Rewrite the listing below, replacing every "query" with "target" and leaving everything else unchanged. Omit the pictures from your version.
* begin Data for processing *
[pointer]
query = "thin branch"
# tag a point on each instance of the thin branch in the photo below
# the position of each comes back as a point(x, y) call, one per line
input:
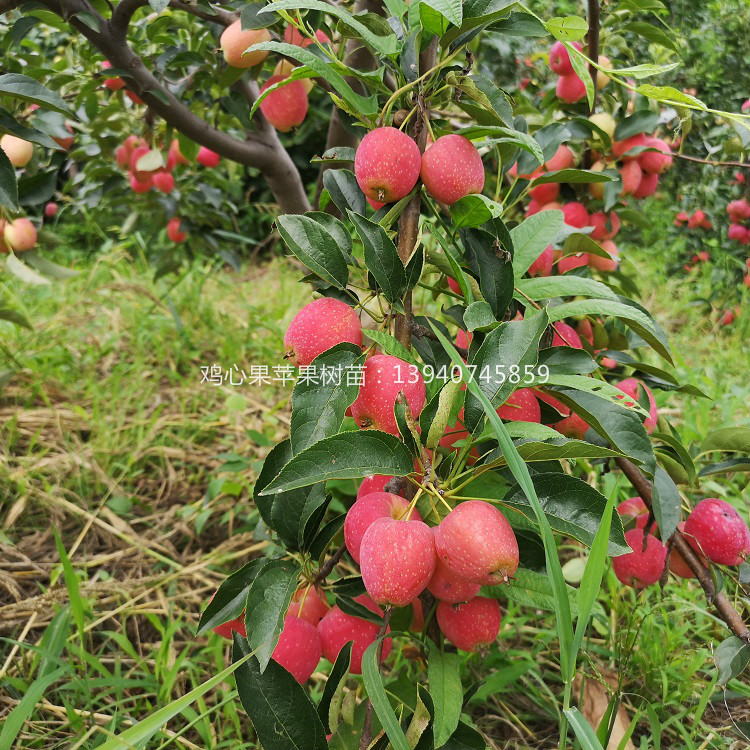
point(122, 15)
point(222, 17)
point(366, 736)
point(408, 226)
point(263, 151)
point(329, 565)
point(718, 598)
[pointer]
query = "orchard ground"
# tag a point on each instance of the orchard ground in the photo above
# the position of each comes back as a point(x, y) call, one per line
point(146, 471)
* end Data for processing *
**Expected output**
[pointer]
target = "thin branch"
# tag a point on each instance of the thin branch in the photo below
# the position of each comes back as a point(x, y) call, one per line
input:
point(122, 15)
point(222, 17)
point(366, 736)
point(408, 226)
point(263, 151)
point(329, 565)
point(718, 598)
[pointer]
target = "orchard ground"
# tag a point on each instance of the orchard ground in the photo above
# the position of each comes back as a point(x, y) call, one per line
point(146, 471)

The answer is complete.